____ Excerpted text

TRACK OF THE WEEK: DEXTER'S TUNE

The words above were written by Oliver Sacks drawn from his 1970s book Awakenings later turned into a moving and thought provoking Hollywood film of the same name starring Robin Williams, Robert De Niro and the great tenor saxophonist who was also a fine actor Dexter Gordon (as Rolando). Dream trios flicker into view too in this thought cloud stemming from memories of the Penny Marshall directed film and the Randy Newman tune named for Dexter Gordon who was also so convincing as Dale Turner in Bertrand Tavernier's earlier Parisian jazz homage Round Midnight.

The Orrin Evans version is classic piano trio in the sense that it moves and heals you as you listen. In other words it goes beyond great instrumentalism and is a rare thing to occur on a daily basis. Awakenings, a very humane film, told the real life stories of victims of the 1920s encephalitis lethargica epidemic and the efforts of a doctor based on Sacks himself in the 1960s to help these patients at the Beth Abraham Hospital in the Bronx by using an experimental drug that produced remarkable if highly controversial results. It all comes together perfectly on this dream trio treatment of Newman's great composition 'Dexter's Tune' led by fabulous US pianist Orrin Evans (whose Captain Black Big Band is state of the art big band) with fellow countrymen Bob Hurst from the Branford Marsalis classic quartet and the great Marvin ''Smitty'' Smith who was on the definitive MBASE Steve Coleman statement primus inter pares, 1985's Motherland Pulse.

If you want the tune with a tenor player lead taking on the running then drummer Johnathan Blake's fine version heard on The Eleventh Hour with tenorist Mark Turner not even channelling Dexter but knowing the spirit and the soul of it all playing his own individualism to the maximum in his superlative treatment is pertinent.

You will clearly realise what an amazing jazz vehicle this 1990s movie tune is and its legacy continues. As for the Randy Newman score on the original soundtrack it is beautiful too against that moving dance in the key scene of the film in which it is used and the solo piano playing of Newman himself on the piece. The Evans version is drawn from The Red Door out next week.

Later work of Sacks' that also dwelt in the way music affects people in weird and wonderful even bizarrely pathological ways is also a must read. It is called Musicophilia: Tales of Music and the Brain and was published in 2007.

________

Goal of the exercise -> Please reproduce the Dexter's Tune piece above in full, word for word.

____ Extracted data

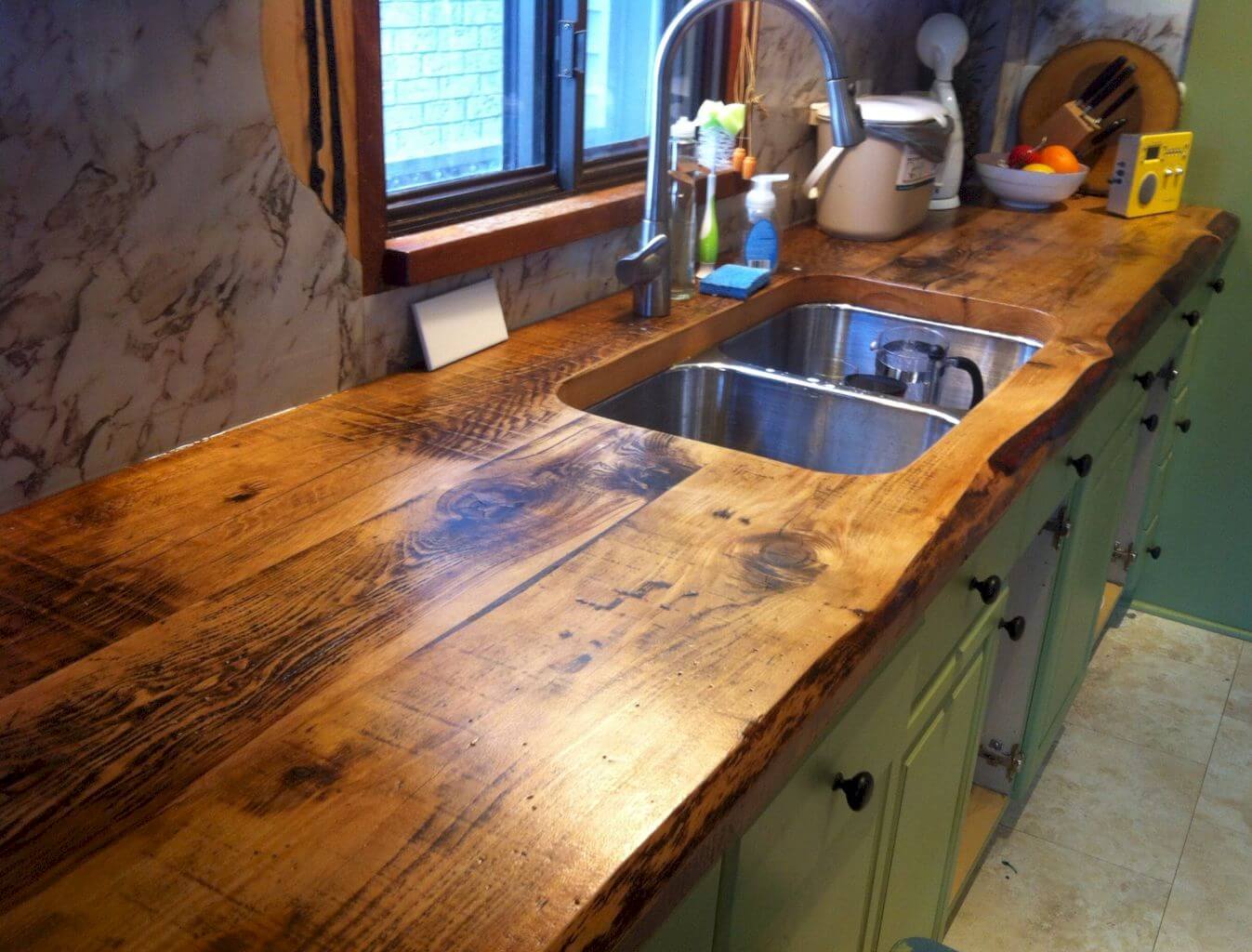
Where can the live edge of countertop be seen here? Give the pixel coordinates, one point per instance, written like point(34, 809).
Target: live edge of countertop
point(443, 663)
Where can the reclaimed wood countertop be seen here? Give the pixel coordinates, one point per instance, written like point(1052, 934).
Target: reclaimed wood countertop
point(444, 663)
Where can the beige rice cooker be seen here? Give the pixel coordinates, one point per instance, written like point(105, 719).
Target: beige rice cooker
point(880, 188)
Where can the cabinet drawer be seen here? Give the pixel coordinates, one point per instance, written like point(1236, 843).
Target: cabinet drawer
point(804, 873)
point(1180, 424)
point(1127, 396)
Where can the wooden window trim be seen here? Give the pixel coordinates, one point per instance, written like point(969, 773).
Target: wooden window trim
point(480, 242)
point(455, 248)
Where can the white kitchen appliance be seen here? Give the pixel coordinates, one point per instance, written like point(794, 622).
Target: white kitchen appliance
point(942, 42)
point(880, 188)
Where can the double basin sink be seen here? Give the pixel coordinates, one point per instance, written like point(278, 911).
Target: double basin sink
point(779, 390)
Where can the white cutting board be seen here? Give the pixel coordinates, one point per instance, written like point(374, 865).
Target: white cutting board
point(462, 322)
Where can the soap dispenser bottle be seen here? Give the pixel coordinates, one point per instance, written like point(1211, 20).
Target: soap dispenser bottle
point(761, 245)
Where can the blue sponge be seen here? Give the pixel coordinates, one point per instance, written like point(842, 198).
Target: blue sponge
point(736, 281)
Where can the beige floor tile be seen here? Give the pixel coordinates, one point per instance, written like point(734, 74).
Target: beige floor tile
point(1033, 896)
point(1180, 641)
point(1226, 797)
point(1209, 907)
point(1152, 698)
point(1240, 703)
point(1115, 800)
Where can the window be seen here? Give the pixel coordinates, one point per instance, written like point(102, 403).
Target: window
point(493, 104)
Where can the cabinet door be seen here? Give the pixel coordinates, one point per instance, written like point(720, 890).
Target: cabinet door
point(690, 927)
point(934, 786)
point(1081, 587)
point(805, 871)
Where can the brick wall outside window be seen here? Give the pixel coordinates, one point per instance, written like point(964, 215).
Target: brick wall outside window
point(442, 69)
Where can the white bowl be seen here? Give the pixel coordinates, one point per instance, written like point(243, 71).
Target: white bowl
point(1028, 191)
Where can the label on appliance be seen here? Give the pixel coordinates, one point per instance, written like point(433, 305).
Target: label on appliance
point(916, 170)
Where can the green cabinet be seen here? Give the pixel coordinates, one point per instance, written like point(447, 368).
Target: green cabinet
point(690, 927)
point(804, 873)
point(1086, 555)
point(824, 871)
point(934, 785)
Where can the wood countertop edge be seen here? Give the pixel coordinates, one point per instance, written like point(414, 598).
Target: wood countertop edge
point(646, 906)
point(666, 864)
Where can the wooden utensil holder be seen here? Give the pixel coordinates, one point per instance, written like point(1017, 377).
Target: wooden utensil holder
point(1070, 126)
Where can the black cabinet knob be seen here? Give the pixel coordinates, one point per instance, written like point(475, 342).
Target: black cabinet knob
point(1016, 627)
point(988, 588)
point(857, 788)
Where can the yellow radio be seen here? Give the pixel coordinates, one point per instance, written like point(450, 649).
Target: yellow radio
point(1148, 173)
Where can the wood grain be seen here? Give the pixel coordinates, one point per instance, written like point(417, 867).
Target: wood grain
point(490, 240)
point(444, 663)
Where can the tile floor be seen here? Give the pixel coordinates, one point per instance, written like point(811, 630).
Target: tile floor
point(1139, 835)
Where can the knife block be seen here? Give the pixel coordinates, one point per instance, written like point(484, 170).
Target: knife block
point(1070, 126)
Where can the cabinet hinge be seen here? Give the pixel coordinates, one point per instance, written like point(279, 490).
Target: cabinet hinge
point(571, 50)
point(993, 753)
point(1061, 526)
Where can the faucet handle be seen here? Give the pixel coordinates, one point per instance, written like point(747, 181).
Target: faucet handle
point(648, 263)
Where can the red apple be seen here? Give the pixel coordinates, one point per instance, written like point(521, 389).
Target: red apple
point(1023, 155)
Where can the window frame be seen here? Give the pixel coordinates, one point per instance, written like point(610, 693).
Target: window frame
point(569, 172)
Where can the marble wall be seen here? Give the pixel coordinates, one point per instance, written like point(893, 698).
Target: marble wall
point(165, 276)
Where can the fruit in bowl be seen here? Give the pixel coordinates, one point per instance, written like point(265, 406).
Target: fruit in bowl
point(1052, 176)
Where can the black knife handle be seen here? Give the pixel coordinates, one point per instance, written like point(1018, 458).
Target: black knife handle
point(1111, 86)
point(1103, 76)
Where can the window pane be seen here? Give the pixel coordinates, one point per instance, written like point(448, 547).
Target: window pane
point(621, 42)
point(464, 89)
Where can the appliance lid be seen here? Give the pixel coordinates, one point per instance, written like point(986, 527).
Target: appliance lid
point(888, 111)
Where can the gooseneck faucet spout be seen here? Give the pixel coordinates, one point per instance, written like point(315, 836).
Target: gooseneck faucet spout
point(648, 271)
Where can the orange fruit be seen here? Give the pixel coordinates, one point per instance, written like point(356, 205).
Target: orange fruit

________

Answer to the problem ->
TRACK OF THE WEEK: DEXTER'S TUNE

The words above were written by Oliver Sacks drawn from his 1970s book Awakenings later turned into a moving and thought provoking Hollywood film of the same name starring Robin Williams, Robert De Niro and the great tenor saxophonist who was also a fine actor Dexter Gordon (as Rolando). Dream trios flicker into view too in this thought cloud stemming from memories of the Penny Marshall directed film and the Randy Newman tune named for Dexter Gordon who was also so convincing as Dale Turner in Bertrand Tavernier's earlier Parisian jazz homage Round Midnight.

The Orrin Evans version is classic piano trio in the sense that it moves and heals you as you listen. In other words it goes beyond great instrumentalism and is a rare thing to occur on a daily basis. Awakenings, a very humane film, told the real life stories of victims of the 1920s encephalitis lethargica epidemic and the efforts of a doctor based on Sacks himself in the 1960s to help these patients at the Beth Abraham Hospital in the Bronx by using an experimental drug that produced remarkable if highly controversial results. It all comes together perfectly on this dream trio treatment of Newman's great composition 'Dexter's Tune' led by fabulous US pianist Orrin Evans (whose Captain Black Big Band is state of the art big band) with fellow countrymen Bob Hurst from the Branford Marsalis classic quartet and the great Marvin ''Smitty'' Smith who was on the definitive MBASE Steve Coleman statement primus inter pares, 1985's Motherland Pulse.

If you want the tune with a tenor player lead taking on the running then drummer Johnathan Blake's fine version heard on The Eleventh Hour with tenorist Mark Turner not even channelling Dexter but knowing the spirit and the soul of it all playing his own individualism to the maximum in his superlative treatment is pertinent.

You will clearly realise what an amazing jazz vehicle this 1990s movie tune is and its legacy continues. As for the Randy Newman score on the original soundtrack it is beautiful too against that moving dance in the key scene of the film in which it is used and the solo piano playing of Newman himself on the piece. The Evans version is drawn from The Red Door out next week.

Later work of Sacks' that also dwelt in the way music affects people in weird and wonderful even bizarrely pathological ways is also a must read. It is called Musicophilia: Tales of Music and the Brain and was published in 2007.